* Aim of the task
Please find each line in the records that contains the word "tower" and copy those lines. Matching is case-sensitive.
··· Supplied data
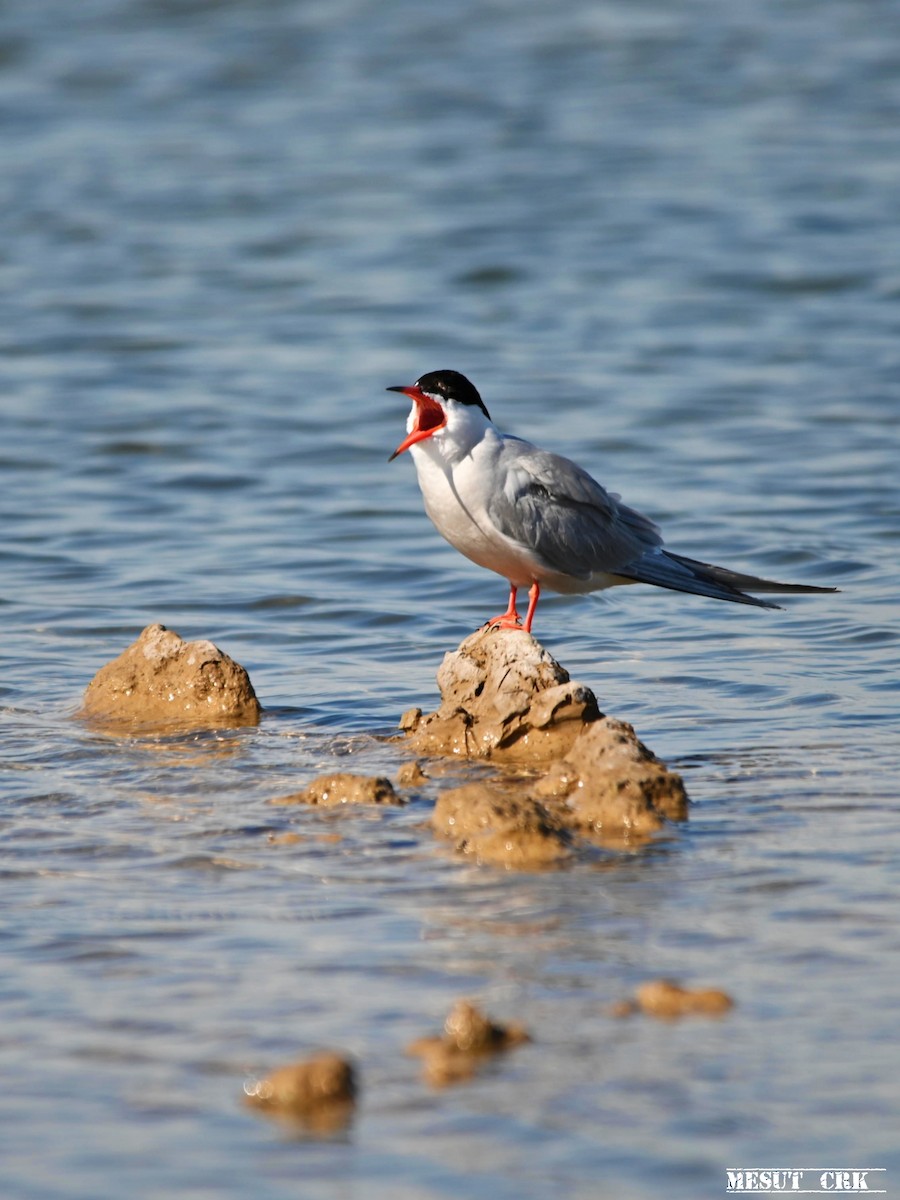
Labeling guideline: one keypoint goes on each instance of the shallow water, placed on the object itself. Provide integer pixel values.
(660, 238)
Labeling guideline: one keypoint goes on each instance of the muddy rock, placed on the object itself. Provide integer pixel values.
(669, 1000)
(319, 1091)
(612, 787)
(501, 823)
(504, 697)
(161, 681)
(581, 774)
(342, 787)
(468, 1039)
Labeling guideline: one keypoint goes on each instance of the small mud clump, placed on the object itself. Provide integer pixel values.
(319, 1092)
(343, 789)
(503, 697)
(469, 1038)
(669, 1000)
(501, 825)
(163, 682)
(581, 775)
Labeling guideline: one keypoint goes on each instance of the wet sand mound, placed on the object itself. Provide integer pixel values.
(468, 1041)
(318, 1092)
(162, 681)
(669, 1000)
(569, 769)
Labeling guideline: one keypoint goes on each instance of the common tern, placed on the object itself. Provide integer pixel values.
(537, 519)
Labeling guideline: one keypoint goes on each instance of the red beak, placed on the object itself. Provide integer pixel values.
(430, 417)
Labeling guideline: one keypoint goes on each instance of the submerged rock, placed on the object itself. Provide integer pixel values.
(667, 1000)
(163, 681)
(503, 697)
(611, 786)
(495, 825)
(468, 1039)
(342, 787)
(319, 1092)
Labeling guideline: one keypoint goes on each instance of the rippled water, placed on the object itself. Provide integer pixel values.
(660, 238)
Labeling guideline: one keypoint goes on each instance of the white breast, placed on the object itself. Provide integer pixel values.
(456, 493)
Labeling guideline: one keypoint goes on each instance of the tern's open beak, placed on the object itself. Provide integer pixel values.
(430, 417)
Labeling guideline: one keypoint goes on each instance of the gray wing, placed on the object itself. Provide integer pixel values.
(577, 528)
(564, 516)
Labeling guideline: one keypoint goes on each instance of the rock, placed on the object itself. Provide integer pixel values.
(667, 1000)
(502, 696)
(321, 1091)
(496, 825)
(612, 786)
(411, 774)
(505, 699)
(468, 1039)
(342, 787)
(161, 681)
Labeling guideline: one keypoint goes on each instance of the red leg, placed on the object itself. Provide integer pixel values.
(510, 618)
(533, 597)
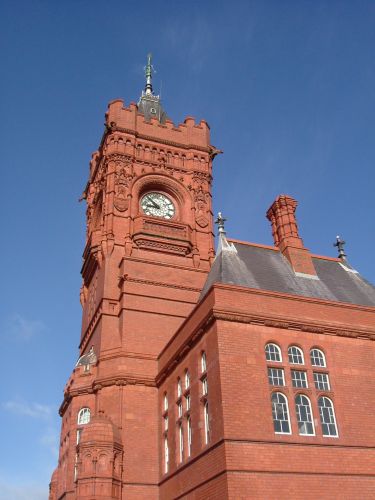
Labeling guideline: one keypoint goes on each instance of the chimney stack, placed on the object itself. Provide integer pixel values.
(281, 214)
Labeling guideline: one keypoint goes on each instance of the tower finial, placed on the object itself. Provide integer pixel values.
(340, 247)
(148, 73)
(220, 222)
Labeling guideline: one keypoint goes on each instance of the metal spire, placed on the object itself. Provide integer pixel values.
(340, 247)
(220, 222)
(149, 69)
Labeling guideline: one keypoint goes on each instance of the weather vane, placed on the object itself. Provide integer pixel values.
(149, 69)
(340, 247)
(220, 222)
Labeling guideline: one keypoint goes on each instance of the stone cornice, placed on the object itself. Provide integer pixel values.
(267, 320)
(298, 298)
(162, 141)
(100, 382)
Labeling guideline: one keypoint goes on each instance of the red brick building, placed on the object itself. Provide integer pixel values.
(248, 374)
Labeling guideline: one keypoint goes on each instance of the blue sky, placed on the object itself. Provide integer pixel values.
(288, 90)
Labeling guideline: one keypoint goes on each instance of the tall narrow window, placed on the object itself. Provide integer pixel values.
(179, 409)
(203, 362)
(206, 423)
(187, 380)
(280, 413)
(304, 415)
(327, 417)
(181, 442)
(299, 379)
(276, 376)
(165, 403)
(273, 352)
(187, 402)
(317, 357)
(166, 455)
(295, 355)
(321, 381)
(84, 416)
(204, 386)
(165, 422)
(189, 435)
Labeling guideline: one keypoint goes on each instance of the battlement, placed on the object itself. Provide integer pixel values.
(128, 118)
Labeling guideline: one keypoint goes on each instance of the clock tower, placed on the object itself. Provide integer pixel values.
(148, 251)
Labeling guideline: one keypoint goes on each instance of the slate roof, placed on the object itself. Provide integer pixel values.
(267, 269)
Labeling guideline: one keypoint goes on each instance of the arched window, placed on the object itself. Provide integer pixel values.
(166, 455)
(273, 352)
(181, 442)
(203, 362)
(187, 379)
(206, 423)
(84, 416)
(327, 417)
(317, 357)
(304, 415)
(280, 413)
(179, 388)
(295, 355)
(189, 436)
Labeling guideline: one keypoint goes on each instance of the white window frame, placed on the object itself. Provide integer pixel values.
(181, 442)
(274, 412)
(332, 417)
(165, 422)
(189, 430)
(203, 362)
(321, 381)
(274, 375)
(320, 356)
(84, 416)
(206, 423)
(166, 455)
(187, 380)
(295, 355)
(310, 419)
(204, 386)
(296, 380)
(187, 402)
(272, 354)
(179, 409)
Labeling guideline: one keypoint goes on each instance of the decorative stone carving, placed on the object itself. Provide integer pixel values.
(123, 178)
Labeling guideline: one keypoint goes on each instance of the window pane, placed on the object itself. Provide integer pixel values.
(203, 362)
(321, 381)
(280, 413)
(189, 436)
(273, 352)
(327, 417)
(204, 387)
(276, 376)
(84, 416)
(295, 355)
(179, 388)
(299, 378)
(317, 357)
(304, 415)
(206, 423)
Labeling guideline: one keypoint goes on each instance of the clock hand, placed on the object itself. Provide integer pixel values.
(154, 203)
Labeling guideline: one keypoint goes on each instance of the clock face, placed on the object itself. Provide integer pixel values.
(158, 205)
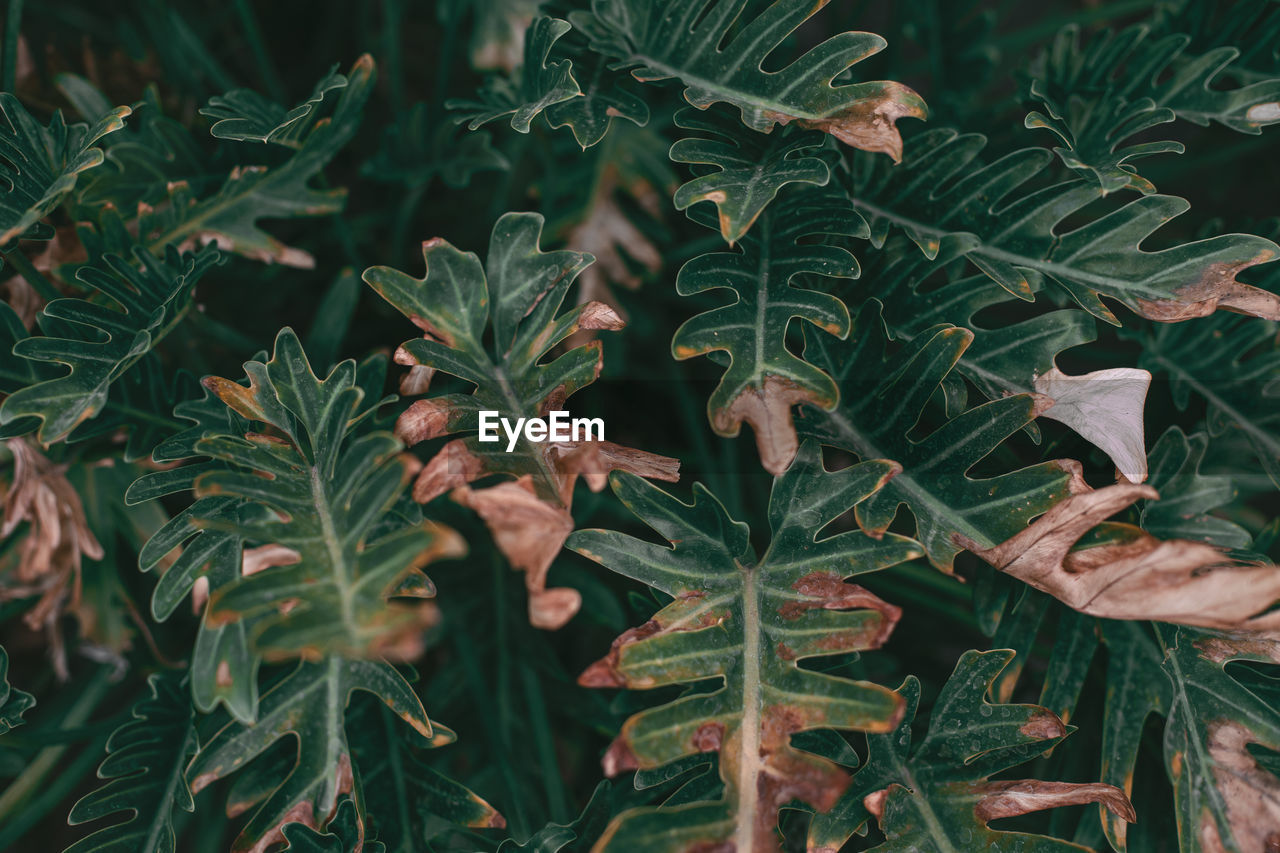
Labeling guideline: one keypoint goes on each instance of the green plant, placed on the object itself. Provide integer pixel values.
(1014, 402)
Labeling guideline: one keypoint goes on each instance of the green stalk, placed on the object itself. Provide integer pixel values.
(12, 30)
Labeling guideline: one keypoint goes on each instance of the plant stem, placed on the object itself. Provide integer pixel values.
(12, 30)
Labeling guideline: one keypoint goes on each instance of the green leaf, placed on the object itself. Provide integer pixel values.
(100, 343)
(745, 621)
(538, 83)
(1100, 95)
(309, 707)
(937, 797)
(1002, 359)
(405, 797)
(231, 215)
(1187, 496)
(40, 165)
(574, 835)
(607, 94)
(720, 58)
(882, 398)
(763, 378)
(343, 834)
(323, 493)
(748, 168)
(245, 115)
(1229, 363)
(1014, 235)
(145, 763)
(452, 305)
(13, 702)
(417, 149)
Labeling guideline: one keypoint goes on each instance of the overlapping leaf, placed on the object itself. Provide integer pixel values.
(452, 306)
(942, 188)
(764, 378)
(721, 58)
(100, 343)
(1232, 364)
(746, 168)
(538, 83)
(328, 553)
(1100, 95)
(745, 621)
(307, 707)
(145, 765)
(938, 797)
(245, 115)
(40, 165)
(882, 397)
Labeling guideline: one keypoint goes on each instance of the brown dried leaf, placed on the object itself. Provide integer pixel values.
(54, 546)
(1134, 575)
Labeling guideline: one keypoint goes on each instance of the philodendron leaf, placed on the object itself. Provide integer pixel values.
(764, 378)
(245, 115)
(343, 834)
(882, 398)
(1014, 236)
(100, 343)
(451, 304)
(145, 763)
(324, 564)
(938, 798)
(309, 707)
(1096, 108)
(1121, 571)
(749, 168)
(231, 215)
(40, 165)
(13, 702)
(721, 58)
(538, 83)
(607, 94)
(1187, 496)
(1232, 364)
(745, 621)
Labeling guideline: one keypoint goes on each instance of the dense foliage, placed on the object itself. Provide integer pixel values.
(991, 568)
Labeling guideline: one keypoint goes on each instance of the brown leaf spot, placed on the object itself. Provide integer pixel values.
(768, 411)
(709, 737)
(1043, 725)
(424, 420)
(1216, 288)
(1020, 797)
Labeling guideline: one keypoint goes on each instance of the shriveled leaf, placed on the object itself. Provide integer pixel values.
(1124, 573)
(938, 798)
(721, 58)
(745, 621)
(764, 379)
(1105, 407)
(145, 763)
(452, 306)
(882, 398)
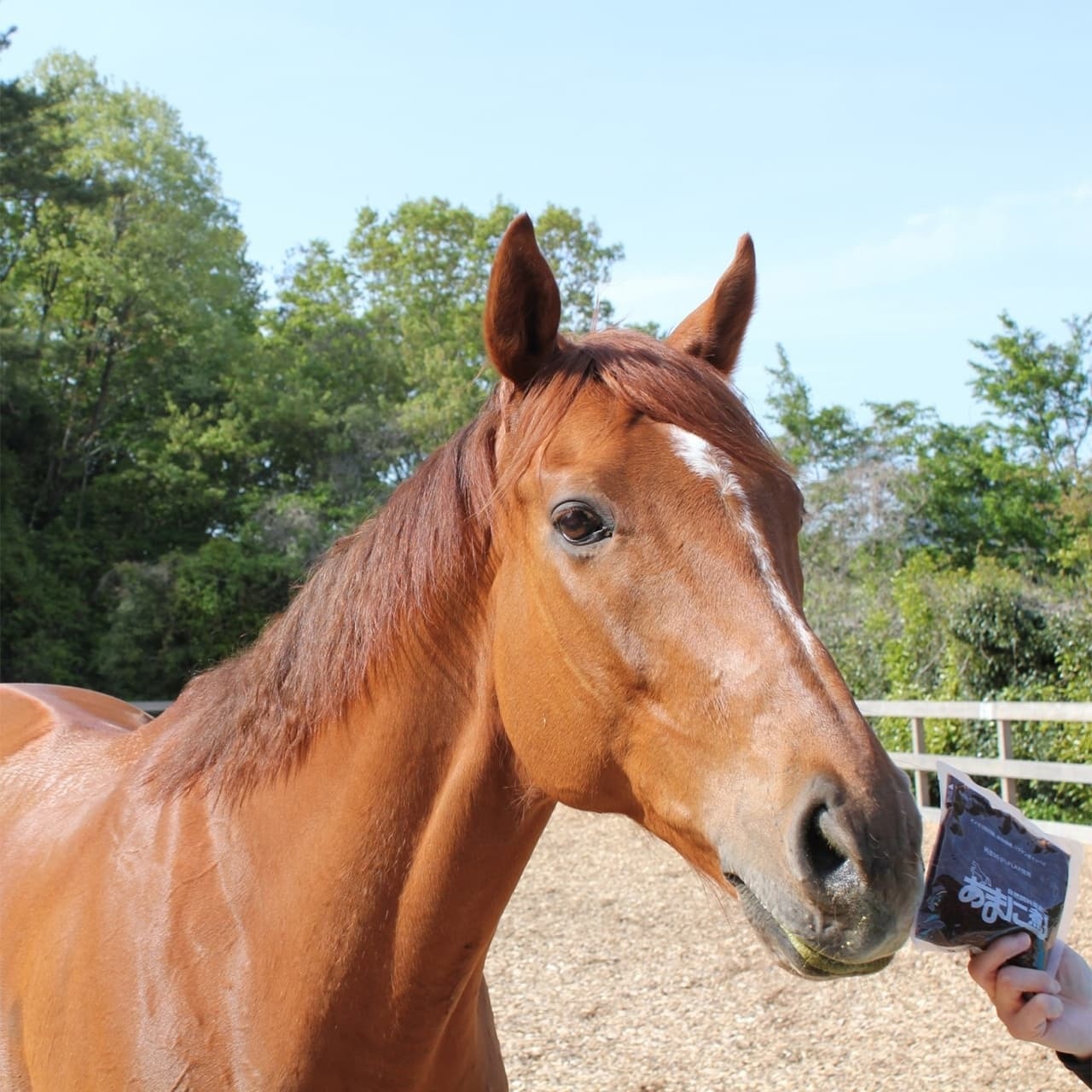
······
* Final result
Labeling guideline: one keypoint goes on each instance of the tower finial, placed on the object itself. Provide integer pixel values.
Labeling guideline: one keypoint goes on each instance of the clock tower, placed on the object itself. Provide integer pixel values.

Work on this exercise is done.